Assigned task - All entries below must be given again word for word.

··· The data ···

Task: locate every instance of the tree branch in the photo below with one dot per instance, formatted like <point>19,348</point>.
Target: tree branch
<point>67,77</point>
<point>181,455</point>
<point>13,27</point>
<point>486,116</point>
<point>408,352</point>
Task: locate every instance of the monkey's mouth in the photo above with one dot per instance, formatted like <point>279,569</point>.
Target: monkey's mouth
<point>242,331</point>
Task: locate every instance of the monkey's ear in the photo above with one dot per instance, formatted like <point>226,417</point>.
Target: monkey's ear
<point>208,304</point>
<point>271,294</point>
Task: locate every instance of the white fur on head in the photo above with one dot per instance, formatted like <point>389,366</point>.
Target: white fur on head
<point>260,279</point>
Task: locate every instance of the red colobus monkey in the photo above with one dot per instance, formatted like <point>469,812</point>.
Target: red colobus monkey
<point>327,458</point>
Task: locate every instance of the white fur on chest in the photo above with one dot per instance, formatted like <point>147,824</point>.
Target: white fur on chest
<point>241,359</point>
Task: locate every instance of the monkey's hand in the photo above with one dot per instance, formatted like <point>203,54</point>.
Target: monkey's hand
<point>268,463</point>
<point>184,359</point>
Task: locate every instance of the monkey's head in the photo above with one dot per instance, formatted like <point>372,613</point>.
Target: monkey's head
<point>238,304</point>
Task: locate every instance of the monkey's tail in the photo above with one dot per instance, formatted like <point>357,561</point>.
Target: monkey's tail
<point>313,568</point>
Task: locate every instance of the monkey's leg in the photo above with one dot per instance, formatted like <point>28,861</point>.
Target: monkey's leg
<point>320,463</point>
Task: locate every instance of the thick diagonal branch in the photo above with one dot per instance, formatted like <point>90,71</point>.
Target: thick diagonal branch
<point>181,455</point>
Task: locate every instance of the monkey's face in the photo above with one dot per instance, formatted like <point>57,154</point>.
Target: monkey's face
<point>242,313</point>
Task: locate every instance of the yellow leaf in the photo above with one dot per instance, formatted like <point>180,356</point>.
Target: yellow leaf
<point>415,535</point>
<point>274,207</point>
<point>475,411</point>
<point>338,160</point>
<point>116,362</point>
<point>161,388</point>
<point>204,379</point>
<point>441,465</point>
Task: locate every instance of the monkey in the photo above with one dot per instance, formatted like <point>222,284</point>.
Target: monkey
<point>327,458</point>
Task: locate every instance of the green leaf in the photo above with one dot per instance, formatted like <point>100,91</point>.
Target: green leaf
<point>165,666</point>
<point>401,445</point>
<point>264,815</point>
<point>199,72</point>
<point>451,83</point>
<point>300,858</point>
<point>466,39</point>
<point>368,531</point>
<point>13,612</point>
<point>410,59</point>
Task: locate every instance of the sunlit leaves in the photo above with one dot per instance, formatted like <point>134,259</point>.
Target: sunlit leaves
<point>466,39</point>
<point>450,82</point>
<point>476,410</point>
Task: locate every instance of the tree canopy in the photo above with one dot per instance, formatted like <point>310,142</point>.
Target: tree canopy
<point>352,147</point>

···

Output of the exercise -
Task: locate every instance of the tree branch in the photo below with one dot per instance, formatted like <point>19,348</point>.
Target: tree branch
<point>67,77</point>
<point>181,455</point>
<point>13,27</point>
<point>486,116</point>
<point>408,352</point>
Task: locate every instance of the monkey's mouth in the photo above with one dot per instance, formatted like <point>279,569</point>.
Target: monkey's mouth
<point>242,331</point>
Task: locate every instance of the monkey's ear in the photo above with one dot per instance, formatted like <point>226,417</point>.
Target: monkey's ear
<point>208,304</point>
<point>271,294</point>
Task: locate every instance of the white fur on head in the photo above with one dot per instance, formatted like <point>389,366</point>.
Target: white fur on head
<point>260,279</point>
Task: locate every instance of the red colobus monkey in the photo above with one dot per instance, formatted like <point>469,812</point>.
Target: red colobus monkey
<point>327,458</point>
Task: locate every instance of the white fur on chest in the photo above with one dot per instance, formatted like <point>147,824</point>.
Target: white fur on chest
<point>241,359</point>
Task: locate every instance of the monkey's hand in the photo above with one dot per instance, formatted like <point>203,54</point>.
Target: monkey's hand
<point>268,463</point>
<point>184,359</point>
Task: locate every instance of the monkey's head in the photo above with one dot per instance, formatted like <point>372,613</point>.
Target: monkey's head
<point>238,304</point>
Task: locate every instance of the monkey's tail in the photo above with one dot per instance, formatted like <point>357,561</point>.
Target: monkey's tail
<point>313,568</point>
Task: locate every instance of the monkey's leg in the photo above with one dot per instance, formatted like <point>28,861</point>.
Target: monkey's leg
<point>320,463</point>
Task: locate every instance of the thick diagonal branch in the photo above with one dot per instance, formatted like <point>90,71</point>.
Target: thick diagonal branch
<point>181,455</point>
Task: locate every instance of the monkey's face in the photo above with one dot per instance, formatted like <point>57,154</point>.
Target: monkey's face
<point>242,313</point>
Task: locate every instance of the yellow leaf in the photo above with one dot per instance, formatted like <point>180,356</point>.
Target: yellow leaf
<point>415,535</point>
<point>274,207</point>
<point>475,411</point>
<point>338,160</point>
<point>116,362</point>
<point>161,388</point>
<point>204,379</point>
<point>441,465</point>
Task: locate every instance of the monkey in the photo above with one dot per instance, formatted like <point>222,284</point>.
Target: monkey
<point>327,458</point>
Task: locate every instance of the green leaf in the photo above with one dot per instance, formatted like <point>100,91</point>.
Target: green leaf
<point>165,666</point>
<point>401,445</point>
<point>264,815</point>
<point>199,72</point>
<point>451,83</point>
<point>300,858</point>
<point>466,39</point>
<point>368,531</point>
<point>13,612</point>
<point>410,59</point>
Task: locate every instance of the sunlit leaves in the photo above with one dot per instance, formatted like <point>134,259</point>.
Target: sunlit leaves
<point>466,39</point>
<point>450,82</point>
<point>476,410</point>
Task: locate every instance of the tree canopy in the photo above with one dot per instance, formatted like <point>310,142</point>.
Target: tree canopy
<point>352,147</point>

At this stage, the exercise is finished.